Job:
Set out the entries below as a numbered list, omitting any blank lines.

Working data:

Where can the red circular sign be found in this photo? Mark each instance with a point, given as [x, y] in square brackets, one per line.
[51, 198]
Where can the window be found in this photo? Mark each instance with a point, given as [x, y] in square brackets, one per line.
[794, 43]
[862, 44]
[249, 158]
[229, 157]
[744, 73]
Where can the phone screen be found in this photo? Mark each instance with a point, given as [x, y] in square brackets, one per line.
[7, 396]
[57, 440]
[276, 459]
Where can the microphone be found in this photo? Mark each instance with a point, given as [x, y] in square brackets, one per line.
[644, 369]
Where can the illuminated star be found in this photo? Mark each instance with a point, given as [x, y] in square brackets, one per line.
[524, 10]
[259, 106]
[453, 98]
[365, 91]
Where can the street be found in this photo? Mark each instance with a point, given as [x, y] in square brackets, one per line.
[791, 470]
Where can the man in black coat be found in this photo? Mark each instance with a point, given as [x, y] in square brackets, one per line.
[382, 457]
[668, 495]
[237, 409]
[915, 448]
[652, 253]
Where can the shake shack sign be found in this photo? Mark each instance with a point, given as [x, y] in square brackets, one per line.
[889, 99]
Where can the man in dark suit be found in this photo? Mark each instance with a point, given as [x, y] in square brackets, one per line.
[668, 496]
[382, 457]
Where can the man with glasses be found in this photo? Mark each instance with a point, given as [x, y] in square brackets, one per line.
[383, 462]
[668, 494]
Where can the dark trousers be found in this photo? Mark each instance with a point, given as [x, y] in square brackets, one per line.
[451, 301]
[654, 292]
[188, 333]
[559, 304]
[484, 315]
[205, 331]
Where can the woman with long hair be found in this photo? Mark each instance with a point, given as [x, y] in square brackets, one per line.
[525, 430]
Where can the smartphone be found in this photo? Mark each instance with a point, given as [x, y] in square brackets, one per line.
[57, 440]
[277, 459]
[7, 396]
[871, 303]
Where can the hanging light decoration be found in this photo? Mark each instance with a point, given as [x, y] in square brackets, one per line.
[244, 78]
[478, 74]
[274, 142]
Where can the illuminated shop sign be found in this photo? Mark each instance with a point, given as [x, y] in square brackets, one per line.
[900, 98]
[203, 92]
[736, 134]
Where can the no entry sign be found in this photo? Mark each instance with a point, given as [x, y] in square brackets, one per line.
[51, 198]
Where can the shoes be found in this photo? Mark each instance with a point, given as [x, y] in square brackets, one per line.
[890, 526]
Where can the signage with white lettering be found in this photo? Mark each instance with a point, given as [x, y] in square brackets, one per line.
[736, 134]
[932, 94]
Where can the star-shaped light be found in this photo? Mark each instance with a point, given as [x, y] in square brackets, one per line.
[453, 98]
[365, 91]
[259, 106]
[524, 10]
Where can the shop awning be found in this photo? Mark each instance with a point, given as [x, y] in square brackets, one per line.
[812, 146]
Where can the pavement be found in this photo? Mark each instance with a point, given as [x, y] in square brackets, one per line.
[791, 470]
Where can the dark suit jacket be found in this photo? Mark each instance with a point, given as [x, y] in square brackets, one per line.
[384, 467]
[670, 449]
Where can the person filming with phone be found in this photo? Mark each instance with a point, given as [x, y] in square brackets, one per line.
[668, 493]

Finished task:
1. Where can the red circular sign be found in this photo? Mark each instance with a point, given as [x, y] in square brackets, one per line.
2. [51, 198]
3. Where can the window be found in this photo? Mark each instance with a point, given as [x, y] in square brackets, one per line.
4. [794, 43]
5. [862, 44]
6. [249, 158]
7. [229, 157]
8. [744, 73]
9. Where can the phone screen be found in this photo? Mark each instance with a point, given as [x, y] in square brackets, one per line.
10. [7, 396]
11. [57, 440]
12. [276, 459]
13. Where can the microphone be found in this photo? Mark each instance with a point, given as [x, y] in square brackets, one per line.
14. [644, 369]
15. Where can the illuminated star be found in this photo? Mark each instance with a point, given as [x, y] in square brackets, one per line.
16. [524, 10]
17. [259, 106]
18. [453, 98]
19. [365, 91]
20. Where can the street be found in this photo? Mark each instance with a point, given as [x, y] in square brackets, one per line.
21. [791, 470]
22. Where can the man in black coat be found in this photo? Mark each instance with a point, given as [x, y] in square brackets, one per line.
23. [382, 457]
24. [668, 495]
25. [237, 409]
26. [915, 448]
27. [652, 253]
28. Where can the shake shack sign be found in this photo? Mark each instance with a point, given as [x, y] in square brackets, one per line.
29. [889, 99]
30. Where can the man in dark suit be found in this photo? Mark each instance with a point, given as [x, y] in square brackets, one per line.
31. [668, 496]
32. [382, 457]
33. Where can the man with glasses be found in this photo? Mark each instance with a point, given as [x, y] in square brackets, one per line.
34. [383, 462]
35. [668, 494]
36. Where can the dark trousers be found in this photo? Mark each instance with a point, given as [x, y] in square brackets, one per line.
37. [451, 301]
38. [654, 292]
39. [188, 333]
40. [559, 304]
41. [484, 315]
42. [205, 331]
43. Where can the woman with long hair be found in this photo? Mark each instance with a point, given as [x, y] in square brackets, one per line.
44. [525, 430]
45. Where can the smartphone be found in this photo? Mark each instance with a point, given as [x, y] in square brackets, one per line.
46. [57, 440]
47. [277, 459]
48. [7, 396]
49. [871, 303]
50. Where can the hanging light decoration be found in this photo? Mark each instance with a point, given as [x, y] in square brackets, one per line.
51. [244, 78]
52. [478, 74]
53. [274, 142]
54. Where can the illuminated shop sign be found in this photo? Mark each instance with a point, given as [x, y] in square brackets, one per line.
55. [900, 98]
56. [203, 92]
57. [736, 134]
58. Where can the no entry sign be found in this photo? Mark each instance with a point, given as [x, y] in square brackets, one per line.
59. [51, 198]
60. Where can the shoes be found in this photo? Mark each instance with a point, given as [x, y] in square brackets, one per line.
61. [890, 526]
62. Where can the signage with white lettering be found in this photo? Mark each instance with a point, given as [x, y] in square brackets, one per line.
63. [736, 134]
64. [932, 94]
65. Where can the star-shaped light be found in this photo? Mark each instance with a point, given as [x, y] in square brackets, one per line.
66. [453, 98]
67. [365, 91]
68. [259, 106]
69. [524, 10]
70. Where can the shop awning be found in this photo? Mark each instance with a point, given as [x, y] in square brackets, one per line.
71. [812, 146]
72. Where can the pavement be found in this photo? Mark each instance with a point, given as [x, y] in square brackets, one per line.
73. [791, 470]
74. Where can the dark suit jacket be found in this photo? Mark each instance with a point, given as [x, y] in square brackets, one per line.
75. [384, 467]
76. [670, 449]
77. Where can the person filming with phone be found in this photo? Mark each instance with a point, given as [x, y] in square brackets, one per line.
78. [668, 493]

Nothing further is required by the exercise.